• Your objective: Output exactly the lines from the one holding "tree, with integer pixel coordinates." through the final line of the entries.

Dataset entries
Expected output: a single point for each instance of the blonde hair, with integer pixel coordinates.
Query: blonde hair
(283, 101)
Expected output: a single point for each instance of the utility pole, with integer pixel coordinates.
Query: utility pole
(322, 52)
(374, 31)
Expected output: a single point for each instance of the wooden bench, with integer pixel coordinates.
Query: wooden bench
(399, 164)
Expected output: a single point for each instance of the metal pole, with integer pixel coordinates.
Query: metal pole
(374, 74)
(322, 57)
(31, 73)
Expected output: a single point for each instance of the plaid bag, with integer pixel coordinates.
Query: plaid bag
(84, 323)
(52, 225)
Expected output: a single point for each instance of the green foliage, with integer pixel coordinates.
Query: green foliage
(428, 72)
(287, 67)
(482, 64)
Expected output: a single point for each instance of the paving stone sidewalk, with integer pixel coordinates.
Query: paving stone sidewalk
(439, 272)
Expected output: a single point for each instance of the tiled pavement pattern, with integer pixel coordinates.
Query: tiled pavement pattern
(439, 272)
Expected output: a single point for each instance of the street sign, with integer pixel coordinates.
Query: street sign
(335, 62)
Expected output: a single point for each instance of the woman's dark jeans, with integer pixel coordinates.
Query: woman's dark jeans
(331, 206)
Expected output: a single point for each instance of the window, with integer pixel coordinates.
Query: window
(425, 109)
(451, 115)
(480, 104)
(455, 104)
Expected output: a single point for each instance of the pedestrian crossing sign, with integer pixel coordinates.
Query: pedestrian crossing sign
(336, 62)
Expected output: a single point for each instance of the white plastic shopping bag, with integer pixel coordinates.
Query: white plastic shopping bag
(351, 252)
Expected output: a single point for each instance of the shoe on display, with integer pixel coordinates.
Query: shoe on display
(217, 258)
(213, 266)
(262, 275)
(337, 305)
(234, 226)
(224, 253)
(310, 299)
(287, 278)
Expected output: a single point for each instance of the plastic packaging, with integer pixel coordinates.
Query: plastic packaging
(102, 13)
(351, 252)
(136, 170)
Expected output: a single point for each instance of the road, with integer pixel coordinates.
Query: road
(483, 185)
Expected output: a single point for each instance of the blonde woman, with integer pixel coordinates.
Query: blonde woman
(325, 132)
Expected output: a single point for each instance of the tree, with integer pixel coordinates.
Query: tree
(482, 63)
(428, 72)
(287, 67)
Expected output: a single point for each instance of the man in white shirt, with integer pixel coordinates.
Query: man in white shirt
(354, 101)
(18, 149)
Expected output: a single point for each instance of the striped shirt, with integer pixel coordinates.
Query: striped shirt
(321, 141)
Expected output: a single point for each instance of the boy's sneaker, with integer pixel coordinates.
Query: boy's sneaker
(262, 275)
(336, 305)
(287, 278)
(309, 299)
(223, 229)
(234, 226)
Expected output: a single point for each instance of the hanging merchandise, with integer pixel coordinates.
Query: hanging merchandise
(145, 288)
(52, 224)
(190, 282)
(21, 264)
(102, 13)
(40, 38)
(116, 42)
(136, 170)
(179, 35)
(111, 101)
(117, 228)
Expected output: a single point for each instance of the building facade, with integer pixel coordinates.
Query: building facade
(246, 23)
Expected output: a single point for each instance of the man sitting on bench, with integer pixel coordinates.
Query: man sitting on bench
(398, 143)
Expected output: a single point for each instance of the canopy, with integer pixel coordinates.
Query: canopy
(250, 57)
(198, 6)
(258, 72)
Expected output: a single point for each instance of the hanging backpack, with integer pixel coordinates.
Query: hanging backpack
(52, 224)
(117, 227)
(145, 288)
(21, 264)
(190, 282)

• Task output:
Expected output: a single point for each instance of the tree, with integer pixel coordinates.
Query: tree
(482, 63)
(428, 72)
(287, 67)
Expected output: a single point for each instance of the man in white shirt, with integer pixel coordinates.
Query: man in white shirt
(354, 101)
(18, 149)
Expected output: a single point for each instance of the striped shirt, with integer pixel coordinates.
Query: striped shirt
(321, 141)
Expected output: a single point for each instance of the boy's sneaker, with integer pixel coordinates.
Query: boy's sneaker
(262, 275)
(336, 305)
(287, 278)
(309, 299)
(223, 229)
(234, 226)
Expected output: a single point for each instance of the hanging merchandise, with integer pixel coordinates.
Query: hanging merchandise
(145, 288)
(52, 224)
(190, 282)
(21, 264)
(102, 13)
(40, 38)
(116, 42)
(136, 170)
(179, 35)
(111, 101)
(117, 228)
Expected output: a single point for each instance of the building facade, with integer pixel coordinates.
Query: building facade
(246, 23)
Expected output: a single point for each instance of the man sitting on bench, with integer pixel coordinates.
Query: man sitting on bench
(398, 143)
Expected output: a single point for each instance of the canopy, with integer pixel coordinates.
Query: canopy
(250, 57)
(198, 6)
(258, 72)
Expected output: a single point for each instance of the hanging backpack, with integer pixel coordinates.
Query: hanging backpack
(52, 224)
(117, 227)
(145, 288)
(21, 264)
(190, 282)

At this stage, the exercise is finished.